WORK TO COMPLETE: From the data that follows, copy every line with the string "below".

[Items from a dataset]

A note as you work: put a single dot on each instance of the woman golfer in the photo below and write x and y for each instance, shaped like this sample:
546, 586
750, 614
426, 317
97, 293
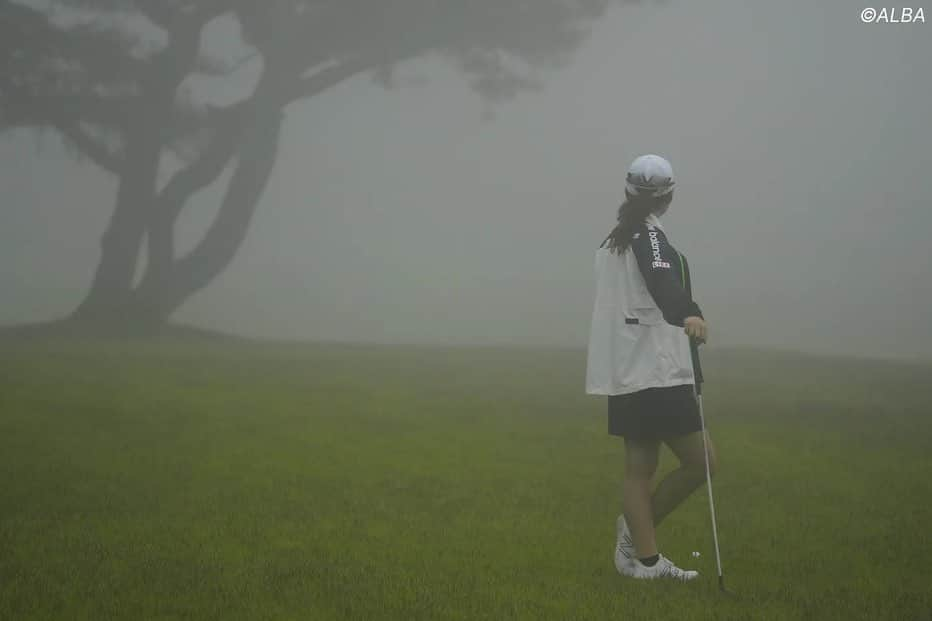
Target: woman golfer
643, 355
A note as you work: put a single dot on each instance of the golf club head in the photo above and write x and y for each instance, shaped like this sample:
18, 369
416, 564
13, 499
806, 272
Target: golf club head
721, 587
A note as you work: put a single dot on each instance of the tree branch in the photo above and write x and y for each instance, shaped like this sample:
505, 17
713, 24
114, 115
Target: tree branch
93, 149
327, 78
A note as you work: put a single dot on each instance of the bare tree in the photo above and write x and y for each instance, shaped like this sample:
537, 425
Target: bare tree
107, 75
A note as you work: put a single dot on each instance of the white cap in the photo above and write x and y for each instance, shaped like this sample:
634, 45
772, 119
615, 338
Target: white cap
650, 175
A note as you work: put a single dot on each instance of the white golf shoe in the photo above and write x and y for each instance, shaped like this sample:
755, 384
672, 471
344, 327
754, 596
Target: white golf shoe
663, 569
624, 545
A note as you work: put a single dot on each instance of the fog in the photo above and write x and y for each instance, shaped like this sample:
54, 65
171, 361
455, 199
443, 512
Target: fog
423, 213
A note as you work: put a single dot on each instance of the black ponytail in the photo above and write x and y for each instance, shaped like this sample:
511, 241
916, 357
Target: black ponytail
632, 213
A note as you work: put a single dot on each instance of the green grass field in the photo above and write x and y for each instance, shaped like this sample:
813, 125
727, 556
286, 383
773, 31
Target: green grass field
235, 481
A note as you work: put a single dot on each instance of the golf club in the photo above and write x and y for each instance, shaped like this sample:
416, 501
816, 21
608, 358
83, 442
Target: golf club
708, 478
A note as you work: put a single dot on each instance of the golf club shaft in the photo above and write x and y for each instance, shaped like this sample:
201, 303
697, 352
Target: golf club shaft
708, 478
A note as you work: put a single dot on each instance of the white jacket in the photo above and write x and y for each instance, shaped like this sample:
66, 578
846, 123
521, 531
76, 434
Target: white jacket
631, 346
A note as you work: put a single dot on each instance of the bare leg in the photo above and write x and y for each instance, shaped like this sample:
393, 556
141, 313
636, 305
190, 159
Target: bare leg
679, 484
641, 461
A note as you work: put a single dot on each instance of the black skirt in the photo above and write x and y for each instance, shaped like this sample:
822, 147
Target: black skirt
654, 414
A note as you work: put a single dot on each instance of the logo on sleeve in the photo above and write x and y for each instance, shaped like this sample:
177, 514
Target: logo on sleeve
655, 247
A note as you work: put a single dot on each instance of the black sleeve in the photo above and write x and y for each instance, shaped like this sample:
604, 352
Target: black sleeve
660, 266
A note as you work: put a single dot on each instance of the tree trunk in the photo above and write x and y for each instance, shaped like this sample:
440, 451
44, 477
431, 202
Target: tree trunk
111, 291
164, 290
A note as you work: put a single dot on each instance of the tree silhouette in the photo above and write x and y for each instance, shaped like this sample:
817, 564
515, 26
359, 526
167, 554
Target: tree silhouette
108, 75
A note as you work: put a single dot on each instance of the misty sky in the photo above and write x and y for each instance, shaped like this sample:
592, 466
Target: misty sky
800, 136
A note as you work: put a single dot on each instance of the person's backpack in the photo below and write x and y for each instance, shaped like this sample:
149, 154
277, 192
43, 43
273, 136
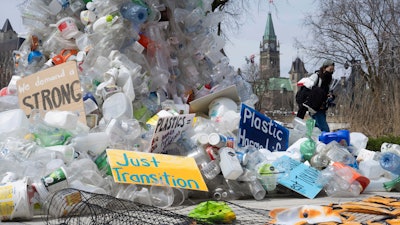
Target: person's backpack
303, 93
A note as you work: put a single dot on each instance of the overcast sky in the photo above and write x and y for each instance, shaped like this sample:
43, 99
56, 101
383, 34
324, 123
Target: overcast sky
287, 16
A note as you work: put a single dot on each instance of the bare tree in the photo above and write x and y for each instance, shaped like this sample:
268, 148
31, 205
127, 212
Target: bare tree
364, 33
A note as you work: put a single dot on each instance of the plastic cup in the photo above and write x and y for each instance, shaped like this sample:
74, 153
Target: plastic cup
14, 200
162, 196
219, 106
256, 189
67, 27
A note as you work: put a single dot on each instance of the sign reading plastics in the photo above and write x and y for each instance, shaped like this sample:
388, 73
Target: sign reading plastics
58, 88
155, 169
256, 129
168, 130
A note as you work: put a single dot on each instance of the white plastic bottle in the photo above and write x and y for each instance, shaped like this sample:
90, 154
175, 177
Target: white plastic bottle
230, 164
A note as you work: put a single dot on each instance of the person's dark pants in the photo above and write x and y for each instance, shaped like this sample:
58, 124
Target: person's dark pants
320, 120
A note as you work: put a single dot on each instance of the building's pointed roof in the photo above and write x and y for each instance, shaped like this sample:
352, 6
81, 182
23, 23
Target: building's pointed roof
7, 26
269, 33
298, 67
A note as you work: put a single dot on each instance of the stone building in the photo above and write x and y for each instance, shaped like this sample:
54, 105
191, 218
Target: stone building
9, 41
279, 91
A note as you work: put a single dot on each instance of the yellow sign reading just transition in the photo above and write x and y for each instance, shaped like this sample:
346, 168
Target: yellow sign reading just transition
155, 169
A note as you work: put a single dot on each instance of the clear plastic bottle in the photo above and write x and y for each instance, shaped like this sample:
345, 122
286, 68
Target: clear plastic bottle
135, 13
390, 162
46, 135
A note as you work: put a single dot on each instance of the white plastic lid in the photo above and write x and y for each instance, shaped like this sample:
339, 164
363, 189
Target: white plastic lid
214, 139
202, 139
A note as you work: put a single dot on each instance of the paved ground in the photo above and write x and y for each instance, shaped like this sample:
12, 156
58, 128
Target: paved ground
270, 202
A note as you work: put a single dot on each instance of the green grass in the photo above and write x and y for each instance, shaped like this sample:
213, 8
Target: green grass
374, 144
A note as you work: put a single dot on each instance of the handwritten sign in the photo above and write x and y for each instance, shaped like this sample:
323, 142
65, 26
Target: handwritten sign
55, 88
256, 129
299, 177
168, 130
155, 169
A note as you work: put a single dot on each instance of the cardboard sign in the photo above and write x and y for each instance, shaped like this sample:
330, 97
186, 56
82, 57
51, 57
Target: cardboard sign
168, 130
58, 88
299, 177
256, 129
155, 169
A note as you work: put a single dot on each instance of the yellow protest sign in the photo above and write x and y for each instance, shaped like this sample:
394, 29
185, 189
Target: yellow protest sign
155, 169
58, 88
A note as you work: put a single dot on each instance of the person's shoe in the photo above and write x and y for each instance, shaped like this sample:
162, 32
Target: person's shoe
311, 110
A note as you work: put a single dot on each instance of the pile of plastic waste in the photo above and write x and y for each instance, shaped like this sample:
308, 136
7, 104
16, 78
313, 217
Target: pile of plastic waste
139, 61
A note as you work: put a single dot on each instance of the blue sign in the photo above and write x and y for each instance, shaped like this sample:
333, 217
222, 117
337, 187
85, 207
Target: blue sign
298, 176
258, 130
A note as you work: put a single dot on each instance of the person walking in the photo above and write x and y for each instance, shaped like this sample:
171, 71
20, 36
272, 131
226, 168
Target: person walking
315, 93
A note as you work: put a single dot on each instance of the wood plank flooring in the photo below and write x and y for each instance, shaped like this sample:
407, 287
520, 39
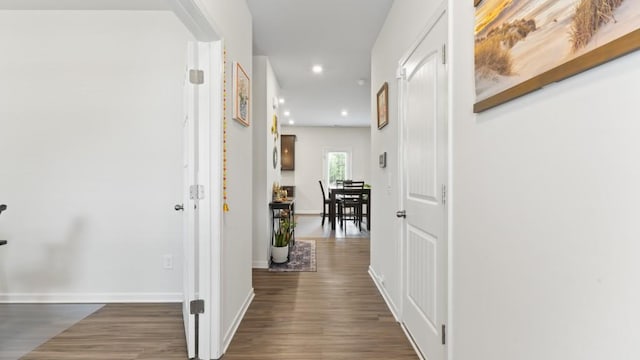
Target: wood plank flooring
120, 332
24, 327
334, 313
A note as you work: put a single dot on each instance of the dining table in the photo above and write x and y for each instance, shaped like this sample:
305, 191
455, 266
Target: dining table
335, 193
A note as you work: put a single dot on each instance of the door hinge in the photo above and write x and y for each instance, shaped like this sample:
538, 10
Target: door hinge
196, 77
444, 334
444, 54
196, 192
196, 307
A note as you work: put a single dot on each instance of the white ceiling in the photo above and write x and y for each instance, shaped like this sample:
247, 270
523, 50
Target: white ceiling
84, 5
338, 34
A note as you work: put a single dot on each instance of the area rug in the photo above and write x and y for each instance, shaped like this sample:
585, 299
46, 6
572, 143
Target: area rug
302, 258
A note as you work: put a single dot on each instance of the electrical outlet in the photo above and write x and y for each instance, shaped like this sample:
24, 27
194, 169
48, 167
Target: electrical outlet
167, 262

EXERCISE OUTPUT:
A note as you work: put a single dot on each instance of the woman golfer in the photo below and write x and y for each instance, shaped like this sample:
A note as you work: put a single dot on each instance of the person's backpack in the photo below and write x and y for each instance, shaped like this sample:
A note as you work: put a single dot on each instance of the wood plank flooring in the photo below and write x and y for each instance, shaped like this sample:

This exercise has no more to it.